> _DIRECTIVE_: In the listing below, locate the line containing "Could you please point to the gray" and copy it and every line after it through the end, exactly as written, leaving out any pictures.
** begin **
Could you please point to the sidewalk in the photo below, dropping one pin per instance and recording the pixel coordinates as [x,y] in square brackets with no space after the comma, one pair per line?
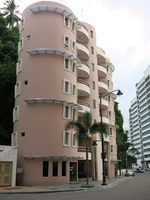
[62,188]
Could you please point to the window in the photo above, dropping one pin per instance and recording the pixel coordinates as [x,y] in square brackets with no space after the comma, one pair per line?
[14,139]
[28,37]
[22,134]
[73,46]
[66,138]
[74,139]
[17,89]
[111,148]
[92,50]
[45,168]
[107,68]
[15,113]
[93,67]
[66,21]
[63,168]
[19,66]
[26,82]
[66,42]
[93,85]
[66,87]
[109,114]
[73,67]
[73,26]
[20,45]
[74,114]
[55,168]
[108,83]
[74,90]
[94,121]
[110,131]
[66,64]
[66,112]
[91,32]
[94,104]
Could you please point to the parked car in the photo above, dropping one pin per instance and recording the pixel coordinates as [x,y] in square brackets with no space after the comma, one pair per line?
[130,172]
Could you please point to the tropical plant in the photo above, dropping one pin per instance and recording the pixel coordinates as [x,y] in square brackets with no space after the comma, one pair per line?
[11,13]
[83,130]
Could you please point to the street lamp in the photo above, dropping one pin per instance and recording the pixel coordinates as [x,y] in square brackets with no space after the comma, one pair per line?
[102,138]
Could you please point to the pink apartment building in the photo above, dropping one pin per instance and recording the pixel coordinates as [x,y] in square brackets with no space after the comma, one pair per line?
[60,74]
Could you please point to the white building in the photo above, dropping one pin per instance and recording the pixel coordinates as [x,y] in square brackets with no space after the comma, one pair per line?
[139,118]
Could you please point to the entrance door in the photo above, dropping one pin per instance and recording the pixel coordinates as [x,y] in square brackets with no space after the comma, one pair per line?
[73,171]
[5,174]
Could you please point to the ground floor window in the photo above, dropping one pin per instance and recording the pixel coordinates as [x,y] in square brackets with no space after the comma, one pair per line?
[55,168]
[45,168]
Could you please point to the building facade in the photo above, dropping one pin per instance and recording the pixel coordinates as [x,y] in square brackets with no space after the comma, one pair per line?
[60,74]
[139,118]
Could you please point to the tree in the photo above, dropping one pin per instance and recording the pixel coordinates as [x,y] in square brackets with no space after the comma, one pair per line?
[83,130]
[8,58]
[11,13]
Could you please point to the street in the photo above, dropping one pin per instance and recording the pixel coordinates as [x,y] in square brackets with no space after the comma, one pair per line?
[136,188]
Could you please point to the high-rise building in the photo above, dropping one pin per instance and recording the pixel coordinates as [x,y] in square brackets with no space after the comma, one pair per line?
[60,74]
[139,118]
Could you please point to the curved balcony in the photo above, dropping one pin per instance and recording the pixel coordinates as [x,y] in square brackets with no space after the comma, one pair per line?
[83,88]
[101,58]
[82,33]
[82,152]
[85,107]
[82,50]
[104,104]
[83,70]
[102,72]
[102,86]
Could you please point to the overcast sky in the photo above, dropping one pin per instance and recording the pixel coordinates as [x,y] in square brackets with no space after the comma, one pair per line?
[123,31]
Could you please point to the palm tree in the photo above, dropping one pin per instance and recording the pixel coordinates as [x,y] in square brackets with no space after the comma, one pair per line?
[83,130]
[10,11]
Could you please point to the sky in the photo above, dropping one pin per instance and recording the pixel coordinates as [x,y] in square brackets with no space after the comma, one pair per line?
[123,31]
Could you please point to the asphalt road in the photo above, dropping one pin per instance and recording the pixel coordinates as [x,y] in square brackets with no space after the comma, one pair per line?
[136,188]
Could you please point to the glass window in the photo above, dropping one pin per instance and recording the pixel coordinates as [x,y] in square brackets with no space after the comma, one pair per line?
[110,131]
[92,50]
[92,67]
[73,46]
[66,41]
[74,114]
[66,21]
[74,140]
[111,148]
[66,87]
[63,168]
[73,67]
[94,104]
[66,64]
[66,112]
[45,168]
[55,168]
[93,84]
[73,26]
[74,90]
[66,138]
[91,32]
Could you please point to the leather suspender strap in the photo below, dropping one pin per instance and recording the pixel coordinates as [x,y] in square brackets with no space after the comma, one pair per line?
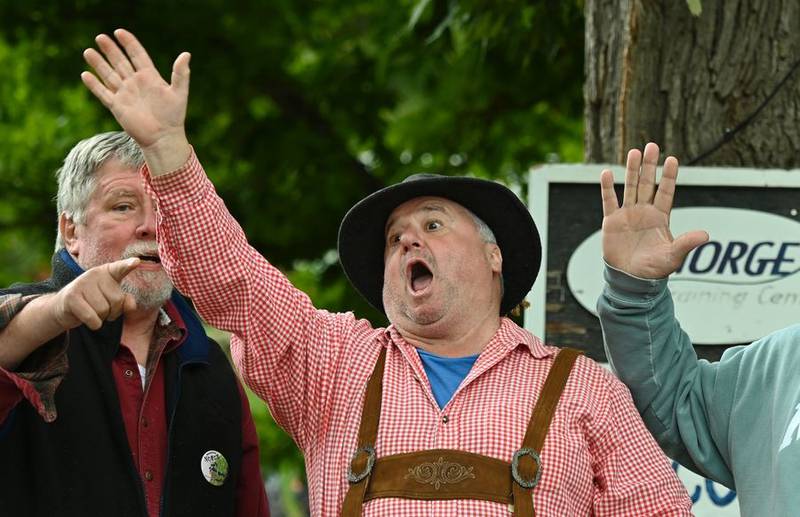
[526,466]
[440,474]
[364,458]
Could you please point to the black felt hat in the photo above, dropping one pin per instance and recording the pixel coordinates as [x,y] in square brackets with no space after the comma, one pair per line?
[362,239]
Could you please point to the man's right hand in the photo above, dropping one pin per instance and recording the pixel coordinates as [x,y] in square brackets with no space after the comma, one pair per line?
[151,110]
[636,236]
[95,296]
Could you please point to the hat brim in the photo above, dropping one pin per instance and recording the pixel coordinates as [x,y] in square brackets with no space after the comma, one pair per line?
[362,239]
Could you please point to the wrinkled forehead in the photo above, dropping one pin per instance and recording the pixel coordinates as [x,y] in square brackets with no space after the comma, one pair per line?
[424,204]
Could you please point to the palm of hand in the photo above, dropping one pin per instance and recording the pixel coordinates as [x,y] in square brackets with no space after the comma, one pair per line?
[637,240]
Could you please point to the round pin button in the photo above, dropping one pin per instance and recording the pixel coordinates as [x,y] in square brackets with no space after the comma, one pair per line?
[214,467]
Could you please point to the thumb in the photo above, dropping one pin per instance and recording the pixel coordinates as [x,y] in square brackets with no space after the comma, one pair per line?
[119,269]
[687,242]
[180,73]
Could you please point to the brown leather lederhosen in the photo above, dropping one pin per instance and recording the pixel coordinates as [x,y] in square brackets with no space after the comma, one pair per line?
[439,474]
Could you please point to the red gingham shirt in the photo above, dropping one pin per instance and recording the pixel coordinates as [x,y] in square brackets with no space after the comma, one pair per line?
[312,366]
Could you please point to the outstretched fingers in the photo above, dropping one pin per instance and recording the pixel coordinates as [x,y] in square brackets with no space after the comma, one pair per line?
[180,74]
[647,178]
[610,202]
[136,52]
[104,71]
[633,164]
[666,186]
[115,56]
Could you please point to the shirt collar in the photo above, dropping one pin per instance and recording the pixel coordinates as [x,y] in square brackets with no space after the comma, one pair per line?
[508,337]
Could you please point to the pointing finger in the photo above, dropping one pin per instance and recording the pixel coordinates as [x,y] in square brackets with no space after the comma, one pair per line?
[119,269]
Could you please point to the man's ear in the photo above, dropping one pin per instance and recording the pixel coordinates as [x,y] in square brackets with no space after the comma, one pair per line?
[495,258]
[68,230]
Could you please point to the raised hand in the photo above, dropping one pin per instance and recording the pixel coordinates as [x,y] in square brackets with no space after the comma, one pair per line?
[148,108]
[95,296]
[636,236]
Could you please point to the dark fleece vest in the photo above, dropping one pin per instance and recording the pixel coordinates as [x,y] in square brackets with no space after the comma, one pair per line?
[81,464]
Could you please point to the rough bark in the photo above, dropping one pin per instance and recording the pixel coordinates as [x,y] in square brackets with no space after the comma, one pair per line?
[656,72]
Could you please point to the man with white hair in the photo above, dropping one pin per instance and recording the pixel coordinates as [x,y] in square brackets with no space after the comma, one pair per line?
[112,399]
[451,410]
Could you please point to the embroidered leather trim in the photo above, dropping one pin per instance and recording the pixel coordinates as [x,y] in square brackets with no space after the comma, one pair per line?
[439,473]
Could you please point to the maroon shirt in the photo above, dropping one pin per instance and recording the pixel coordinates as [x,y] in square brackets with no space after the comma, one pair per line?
[143,410]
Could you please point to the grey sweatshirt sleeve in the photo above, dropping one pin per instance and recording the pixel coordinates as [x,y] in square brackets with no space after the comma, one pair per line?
[685,402]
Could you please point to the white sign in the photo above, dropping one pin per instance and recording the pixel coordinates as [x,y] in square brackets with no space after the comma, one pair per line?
[765,277]
[709,499]
[737,287]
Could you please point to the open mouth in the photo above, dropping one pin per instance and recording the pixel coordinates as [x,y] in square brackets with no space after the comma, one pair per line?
[420,276]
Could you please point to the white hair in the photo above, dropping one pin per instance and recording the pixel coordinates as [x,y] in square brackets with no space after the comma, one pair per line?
[76,178]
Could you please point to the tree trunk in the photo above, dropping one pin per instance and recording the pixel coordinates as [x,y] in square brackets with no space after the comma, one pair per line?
[655,72]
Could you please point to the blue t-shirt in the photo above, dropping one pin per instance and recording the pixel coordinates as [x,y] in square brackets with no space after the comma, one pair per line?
[445,373]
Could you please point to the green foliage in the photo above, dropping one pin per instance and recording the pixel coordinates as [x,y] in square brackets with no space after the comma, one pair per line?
[298,109]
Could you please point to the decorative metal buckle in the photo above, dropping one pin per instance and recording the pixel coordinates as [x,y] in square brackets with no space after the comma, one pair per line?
[526,483]
[352,476]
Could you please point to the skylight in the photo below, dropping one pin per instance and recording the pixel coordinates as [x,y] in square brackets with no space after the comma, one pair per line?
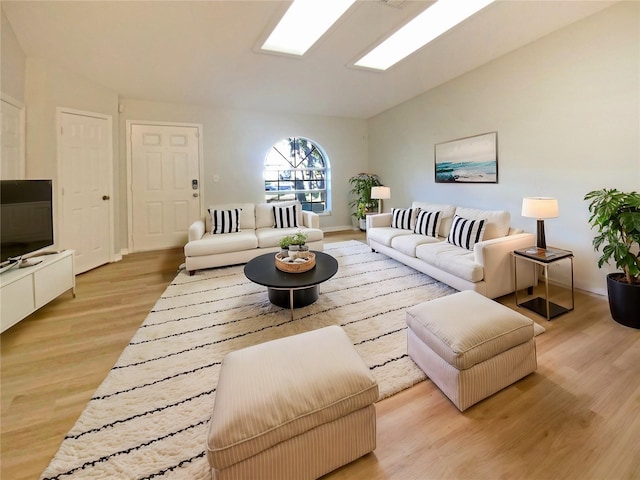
[430,24]
[303,24]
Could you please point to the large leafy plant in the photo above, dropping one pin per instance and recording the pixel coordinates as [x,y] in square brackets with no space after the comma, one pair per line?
[361,193]
[616,217]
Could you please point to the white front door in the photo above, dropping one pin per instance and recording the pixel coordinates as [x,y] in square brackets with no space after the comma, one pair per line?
[12,164]
[86,185]
[165,184]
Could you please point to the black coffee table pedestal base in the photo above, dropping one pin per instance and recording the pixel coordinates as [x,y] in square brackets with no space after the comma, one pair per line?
[300,297]
[291,290]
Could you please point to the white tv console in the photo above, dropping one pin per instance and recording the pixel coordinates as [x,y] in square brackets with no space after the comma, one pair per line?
[25,290]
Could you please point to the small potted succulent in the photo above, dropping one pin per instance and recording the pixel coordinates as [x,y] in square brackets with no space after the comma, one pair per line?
[298,242]
[284,244]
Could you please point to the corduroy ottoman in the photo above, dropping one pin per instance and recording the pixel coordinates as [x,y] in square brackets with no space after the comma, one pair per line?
[293,408]
[470,346]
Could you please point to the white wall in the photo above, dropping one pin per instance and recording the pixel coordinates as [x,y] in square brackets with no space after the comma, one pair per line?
[13,61]
[48,87]
[236,143]
[567,112]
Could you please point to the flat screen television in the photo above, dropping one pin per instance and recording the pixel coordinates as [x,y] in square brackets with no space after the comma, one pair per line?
[26,217]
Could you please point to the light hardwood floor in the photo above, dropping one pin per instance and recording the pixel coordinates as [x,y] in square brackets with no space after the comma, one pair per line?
[576,417]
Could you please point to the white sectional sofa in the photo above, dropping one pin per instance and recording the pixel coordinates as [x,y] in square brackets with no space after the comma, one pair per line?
[484,266]
[256,234]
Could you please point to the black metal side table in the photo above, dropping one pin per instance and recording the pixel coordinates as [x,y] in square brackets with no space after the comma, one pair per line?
[543,257]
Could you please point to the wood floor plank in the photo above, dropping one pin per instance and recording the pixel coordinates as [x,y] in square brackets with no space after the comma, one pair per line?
[576,417]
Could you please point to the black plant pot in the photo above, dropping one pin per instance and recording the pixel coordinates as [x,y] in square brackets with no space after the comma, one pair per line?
[624,300]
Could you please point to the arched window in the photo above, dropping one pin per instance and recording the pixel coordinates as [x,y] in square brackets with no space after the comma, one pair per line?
[297,169]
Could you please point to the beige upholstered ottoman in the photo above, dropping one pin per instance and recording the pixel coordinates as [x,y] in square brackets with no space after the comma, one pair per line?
[293,408]
[470,346]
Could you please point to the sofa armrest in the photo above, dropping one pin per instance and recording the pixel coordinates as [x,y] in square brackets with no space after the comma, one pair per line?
[489,251]
[310,219]
[378,220]
[496,259]
[196,230]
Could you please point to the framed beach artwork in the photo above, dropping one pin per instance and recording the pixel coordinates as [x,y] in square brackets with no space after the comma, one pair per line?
[468,160]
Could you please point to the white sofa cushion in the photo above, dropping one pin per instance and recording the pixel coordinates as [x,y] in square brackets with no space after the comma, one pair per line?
[428,222]
[384,235]
[447,214]
[497,220]
[407,244]
[213,244]
[285,217]
[247,215]
[264,213]
[454,260]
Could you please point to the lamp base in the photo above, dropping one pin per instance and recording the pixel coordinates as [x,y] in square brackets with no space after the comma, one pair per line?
[542,241]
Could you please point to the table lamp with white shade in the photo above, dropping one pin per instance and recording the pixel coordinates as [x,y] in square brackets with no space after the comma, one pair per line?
[540,208]
[380,193]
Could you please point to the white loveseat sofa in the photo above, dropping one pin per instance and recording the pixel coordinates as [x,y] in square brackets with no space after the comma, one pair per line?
[256,235]
[486,266]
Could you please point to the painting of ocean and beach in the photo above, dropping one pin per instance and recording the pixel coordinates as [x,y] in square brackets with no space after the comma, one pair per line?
[468,160]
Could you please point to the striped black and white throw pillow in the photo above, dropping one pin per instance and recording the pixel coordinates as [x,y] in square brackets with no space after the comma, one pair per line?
[225,221]
[401,218]
[428,223]
[466,233]
[285,217]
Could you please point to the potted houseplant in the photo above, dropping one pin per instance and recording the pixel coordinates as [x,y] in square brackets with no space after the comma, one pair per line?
[361,195]
[616,217]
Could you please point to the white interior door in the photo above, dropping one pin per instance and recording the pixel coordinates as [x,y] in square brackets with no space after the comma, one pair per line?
[165,184]
[12,162]
[86,185]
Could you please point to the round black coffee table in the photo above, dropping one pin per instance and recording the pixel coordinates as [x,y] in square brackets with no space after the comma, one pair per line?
[291,290]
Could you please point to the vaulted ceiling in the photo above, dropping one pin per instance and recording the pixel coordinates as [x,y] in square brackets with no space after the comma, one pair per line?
[207,52]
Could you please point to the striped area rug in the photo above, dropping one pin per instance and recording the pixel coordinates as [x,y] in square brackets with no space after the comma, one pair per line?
[149,417]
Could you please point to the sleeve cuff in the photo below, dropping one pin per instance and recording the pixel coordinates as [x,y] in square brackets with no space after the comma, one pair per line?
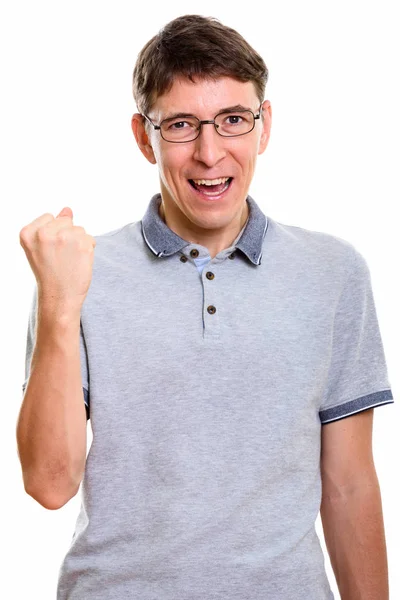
[354,406]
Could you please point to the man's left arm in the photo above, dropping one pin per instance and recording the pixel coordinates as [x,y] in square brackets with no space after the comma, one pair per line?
[351,509]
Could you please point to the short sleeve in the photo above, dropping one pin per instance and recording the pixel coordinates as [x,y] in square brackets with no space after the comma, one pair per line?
[358,377]
[30,344]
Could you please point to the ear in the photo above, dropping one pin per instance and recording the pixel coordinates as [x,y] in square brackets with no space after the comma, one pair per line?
[266,125]
[141,137]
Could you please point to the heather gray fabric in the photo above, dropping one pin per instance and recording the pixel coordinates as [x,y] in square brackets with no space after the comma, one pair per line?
[208,389]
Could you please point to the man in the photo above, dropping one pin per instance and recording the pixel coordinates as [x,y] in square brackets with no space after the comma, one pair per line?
[231,364]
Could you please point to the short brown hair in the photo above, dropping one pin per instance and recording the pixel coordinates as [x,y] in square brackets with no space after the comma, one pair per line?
[193,45]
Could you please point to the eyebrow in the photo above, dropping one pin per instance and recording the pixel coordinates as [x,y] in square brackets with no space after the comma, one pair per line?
[227,109]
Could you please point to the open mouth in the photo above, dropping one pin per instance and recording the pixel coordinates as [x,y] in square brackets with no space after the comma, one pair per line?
[211,190]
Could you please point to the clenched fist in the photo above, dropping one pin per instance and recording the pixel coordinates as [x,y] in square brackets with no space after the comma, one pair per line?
[61,257]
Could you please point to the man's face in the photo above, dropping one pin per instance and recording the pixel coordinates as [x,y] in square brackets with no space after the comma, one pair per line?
[210,156]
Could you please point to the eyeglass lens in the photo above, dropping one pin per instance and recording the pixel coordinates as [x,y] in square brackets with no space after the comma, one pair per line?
[227,124]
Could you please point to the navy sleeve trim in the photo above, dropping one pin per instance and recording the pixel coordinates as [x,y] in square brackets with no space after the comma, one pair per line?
[354,406]
[86,399]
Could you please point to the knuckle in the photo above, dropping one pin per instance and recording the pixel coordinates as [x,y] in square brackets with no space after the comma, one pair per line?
[43,235]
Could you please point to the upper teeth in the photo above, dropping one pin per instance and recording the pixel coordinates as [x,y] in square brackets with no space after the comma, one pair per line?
[211,181]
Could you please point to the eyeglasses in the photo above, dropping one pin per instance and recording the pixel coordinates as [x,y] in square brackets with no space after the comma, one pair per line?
[186,129]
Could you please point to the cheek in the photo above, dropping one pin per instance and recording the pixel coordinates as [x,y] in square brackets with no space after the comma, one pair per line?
[171,161]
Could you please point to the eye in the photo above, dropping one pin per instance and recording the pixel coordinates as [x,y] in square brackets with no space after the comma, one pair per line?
[233,119]
[178,125]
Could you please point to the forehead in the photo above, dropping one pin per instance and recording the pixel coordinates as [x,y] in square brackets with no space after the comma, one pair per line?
[204,97]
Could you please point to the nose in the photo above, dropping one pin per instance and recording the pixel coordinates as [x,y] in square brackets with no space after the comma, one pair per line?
[209,147]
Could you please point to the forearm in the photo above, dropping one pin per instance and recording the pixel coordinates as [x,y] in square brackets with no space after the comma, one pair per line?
[50,436]
[355,539]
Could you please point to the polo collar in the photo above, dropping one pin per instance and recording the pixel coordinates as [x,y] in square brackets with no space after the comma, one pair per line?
[162,241]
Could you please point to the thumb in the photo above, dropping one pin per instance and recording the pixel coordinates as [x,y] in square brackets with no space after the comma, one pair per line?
[66,212]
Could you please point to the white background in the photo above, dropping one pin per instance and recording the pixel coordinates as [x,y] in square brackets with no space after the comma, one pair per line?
[332,165]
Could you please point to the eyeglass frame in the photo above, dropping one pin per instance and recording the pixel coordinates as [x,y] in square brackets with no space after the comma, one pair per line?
[205,122]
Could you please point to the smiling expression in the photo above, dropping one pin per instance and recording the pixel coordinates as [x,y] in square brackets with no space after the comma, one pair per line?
[210,156]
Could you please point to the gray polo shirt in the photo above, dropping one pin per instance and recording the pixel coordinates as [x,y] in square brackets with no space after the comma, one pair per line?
[208,384]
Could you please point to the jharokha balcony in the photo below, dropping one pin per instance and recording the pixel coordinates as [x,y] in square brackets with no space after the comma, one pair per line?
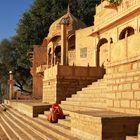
[41,68]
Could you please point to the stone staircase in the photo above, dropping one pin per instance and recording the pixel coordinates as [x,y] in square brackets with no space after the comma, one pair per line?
** end **
> _RESULT BELOW_:
Could you please point to the gray polo shirt in the photo above, dropping one pin per instance and recording the pixel coordinates as [x,y] in square brackets with no space after the comma, one pair per line?
[208,384]
Could you please point to the jharokha balcony in the photo below, dropping one pin per instance and recording the pixel coordinates as [x,y] in square brackets with no space after the comma, one pair per line?
[41,68]
Could you please point to the stone staircase in the photo above, dropping one pin per instance and recording the pixel coordinates as [x,y] in square brackets with no space after the comma, one pair per line?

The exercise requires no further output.